In re Grand Jury Matter #3, 15-2475

CourtUnited States Courts of Appeals. United States Court of Appeals (3rd Circuit)
Writing for the CourtMcKEE, Judge.
Citation841 F.3d 177
Parties IN RE: GRAND JURY MATTER #3 John Doe, Appellant
Docket NumberNo. 15-2475,15-2475
Decision Date28 October 2016

841 F.3d 177

IN RE: GRAND JURY MATTER #3

John Doe, Appellant

No. 15-2475

United States Court of Appeals, Third Circuit.

Argued: January 12, 2016
Opinion filed: October 28, 2016


McKEE, Judge.

Company A, John Doe 1, John Doe 1's lawyer, and John Doe 2 are the subjects of an ongoing grand jury investigation into an allegedly fraudulent business scheme.2 John Doe 1 brought this appeal after the government obtained access to an email he claimed was privileged. Before presenting the email in question to the grand jury, the government asked the district court for permission to do so. The district court granted permission, finding that although the email was protected by the work product privilege, the crime-fraud exception to that doctrine applied. John Doe 1 then filed an interlocutory appeal, requesting that our Court reverse the district court's order.

On January 12, 2016, when we heard oral argument in this case, the grand jury had not yet issued any indictments. However, while this appeal was still pending, the district court permitted the grand jury to view the email in question. On March 31, 2016, the grand jury returned a seventeen-count indictment, charging John Doe

841 F.3d 180

1, John Doe 1's lawyer, and John Doe 2 with conspiracy to violate the Racketeer Influenced and Corrupt Organizations Act, conspiracy, mail fraud, wire fraud, and money laundering. For the reasons that follow, we hold that we do not have jurisdiction to hear the present appeal.

__SUPPLIED INFORMATION__:

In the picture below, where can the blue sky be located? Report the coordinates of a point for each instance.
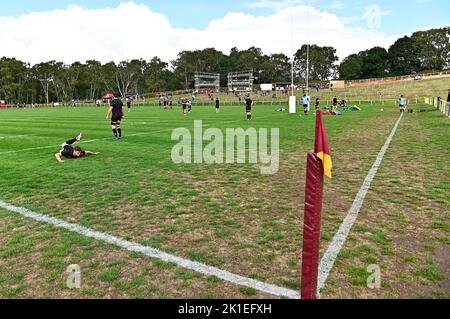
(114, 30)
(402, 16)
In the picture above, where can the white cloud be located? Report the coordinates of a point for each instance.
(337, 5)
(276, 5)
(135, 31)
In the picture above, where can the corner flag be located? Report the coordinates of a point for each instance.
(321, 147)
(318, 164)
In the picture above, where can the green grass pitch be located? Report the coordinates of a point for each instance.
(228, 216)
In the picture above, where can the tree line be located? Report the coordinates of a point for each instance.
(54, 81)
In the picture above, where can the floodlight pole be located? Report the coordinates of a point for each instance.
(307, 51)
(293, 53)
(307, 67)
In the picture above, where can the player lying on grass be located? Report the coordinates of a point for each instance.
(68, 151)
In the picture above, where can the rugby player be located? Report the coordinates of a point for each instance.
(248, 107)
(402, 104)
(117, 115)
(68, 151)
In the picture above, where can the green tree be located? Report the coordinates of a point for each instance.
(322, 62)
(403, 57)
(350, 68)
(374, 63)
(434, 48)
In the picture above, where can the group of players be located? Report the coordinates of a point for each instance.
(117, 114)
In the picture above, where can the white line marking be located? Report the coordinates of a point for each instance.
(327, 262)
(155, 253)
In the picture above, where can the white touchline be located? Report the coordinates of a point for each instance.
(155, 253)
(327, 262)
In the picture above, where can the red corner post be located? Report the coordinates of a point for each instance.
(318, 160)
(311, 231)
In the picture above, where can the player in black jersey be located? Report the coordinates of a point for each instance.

...

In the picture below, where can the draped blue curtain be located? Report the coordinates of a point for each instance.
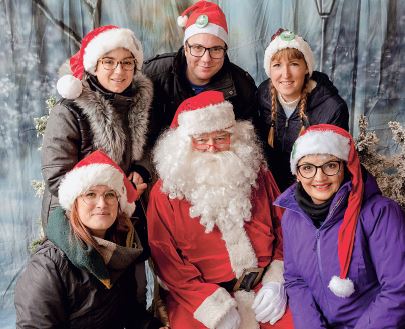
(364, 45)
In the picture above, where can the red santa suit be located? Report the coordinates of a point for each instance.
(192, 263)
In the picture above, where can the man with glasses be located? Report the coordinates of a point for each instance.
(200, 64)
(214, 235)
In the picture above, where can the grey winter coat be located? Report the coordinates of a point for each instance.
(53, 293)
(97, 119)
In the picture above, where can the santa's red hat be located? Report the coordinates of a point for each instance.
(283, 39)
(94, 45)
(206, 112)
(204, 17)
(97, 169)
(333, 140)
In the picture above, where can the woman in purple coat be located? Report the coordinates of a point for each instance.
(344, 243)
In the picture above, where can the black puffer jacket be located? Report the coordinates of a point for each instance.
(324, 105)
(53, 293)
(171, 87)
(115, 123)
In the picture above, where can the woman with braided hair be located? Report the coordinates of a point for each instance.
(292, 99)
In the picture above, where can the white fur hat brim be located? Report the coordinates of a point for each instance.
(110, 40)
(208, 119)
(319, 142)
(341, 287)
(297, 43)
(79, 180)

---

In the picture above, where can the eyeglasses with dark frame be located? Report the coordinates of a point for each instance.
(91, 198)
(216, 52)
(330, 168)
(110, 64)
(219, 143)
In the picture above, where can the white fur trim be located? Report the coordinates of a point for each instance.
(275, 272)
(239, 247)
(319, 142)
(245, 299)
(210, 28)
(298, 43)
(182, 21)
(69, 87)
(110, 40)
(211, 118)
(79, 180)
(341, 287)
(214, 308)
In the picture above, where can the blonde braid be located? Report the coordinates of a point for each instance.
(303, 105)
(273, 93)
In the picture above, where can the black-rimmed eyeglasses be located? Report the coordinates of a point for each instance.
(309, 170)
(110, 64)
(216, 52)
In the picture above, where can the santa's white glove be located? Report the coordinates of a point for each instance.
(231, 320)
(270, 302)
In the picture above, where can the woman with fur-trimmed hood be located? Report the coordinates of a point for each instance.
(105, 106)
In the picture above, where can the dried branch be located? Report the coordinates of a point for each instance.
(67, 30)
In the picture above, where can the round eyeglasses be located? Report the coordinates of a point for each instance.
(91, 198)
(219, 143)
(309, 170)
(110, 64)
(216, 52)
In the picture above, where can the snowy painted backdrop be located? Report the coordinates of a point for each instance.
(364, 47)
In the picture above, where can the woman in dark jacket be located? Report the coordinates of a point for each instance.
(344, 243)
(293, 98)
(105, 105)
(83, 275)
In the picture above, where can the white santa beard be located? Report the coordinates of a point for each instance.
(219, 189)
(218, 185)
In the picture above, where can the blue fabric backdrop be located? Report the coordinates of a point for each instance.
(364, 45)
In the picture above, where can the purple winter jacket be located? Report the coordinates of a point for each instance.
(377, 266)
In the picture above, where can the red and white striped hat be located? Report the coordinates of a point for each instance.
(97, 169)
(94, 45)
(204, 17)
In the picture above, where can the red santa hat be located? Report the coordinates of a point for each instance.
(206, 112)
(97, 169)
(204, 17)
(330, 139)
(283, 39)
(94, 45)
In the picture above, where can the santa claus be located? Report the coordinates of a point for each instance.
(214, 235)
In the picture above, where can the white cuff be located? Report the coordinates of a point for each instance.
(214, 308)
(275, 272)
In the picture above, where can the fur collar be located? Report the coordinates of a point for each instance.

__SHORT EXERCISE__:
Extend the court opinion on the grand jury email appeal past its last sentence, picking up directly after it.

__THE RESULT__:
I.

A. John Doe 1, John Doe 2, and Company A

Company A, John Doe 1, and John Doe 2 were subjects of an ongoing grand jury investigation that sought to determine whether they and others undertook fraudulent business transactions in order to launder money and settle lawsuits under false pretenses. Company A was incorporated in Florida in 2008. John Doe 1 was the president and the "sole proprietor" of that company.3 Nonetheless, a November 2008 document purports to memorialize John Doe 1's sale of one hundred percent of the shares of Company A to a corporation we will call Company B for $10,000. John Doe 2 is the sole owner of Company B. Following this purchase agreement, John Doe 1 claims that John Doe 2 engaged John Doe 1 and his associates to be responsible for Company A's day-to-day operations. However, numerous filings and tax documents suggested that John Doe 1 maintained control and ownership of Company A even after Company A was purportedly transferred.

Since at least 2000, multiple individuals have sued John Doe 1 and his businesses in state courts around the country based on John Doe 1's business practices. One such lawsuit was a class action filed against Company A in Indiana state court. In this class action, the plaintiffs alleged that Company A's business practices violated various Indiana state laws. They sought to hold John Doe 1 accountable for these violations. However, during this litigation, John Doe 1 averred in a deposition that he had transferred ownership of Company A to Company B. John Doe 2 then represented that Company A was no longer in business and had limited assets. Shortly after John Doe 1's deposition, the Indiana plaintiffs settled their lawsuit for approximately $260,000, about ten percent of the value that attorneys for the plaintiffs had put on the lawsuit.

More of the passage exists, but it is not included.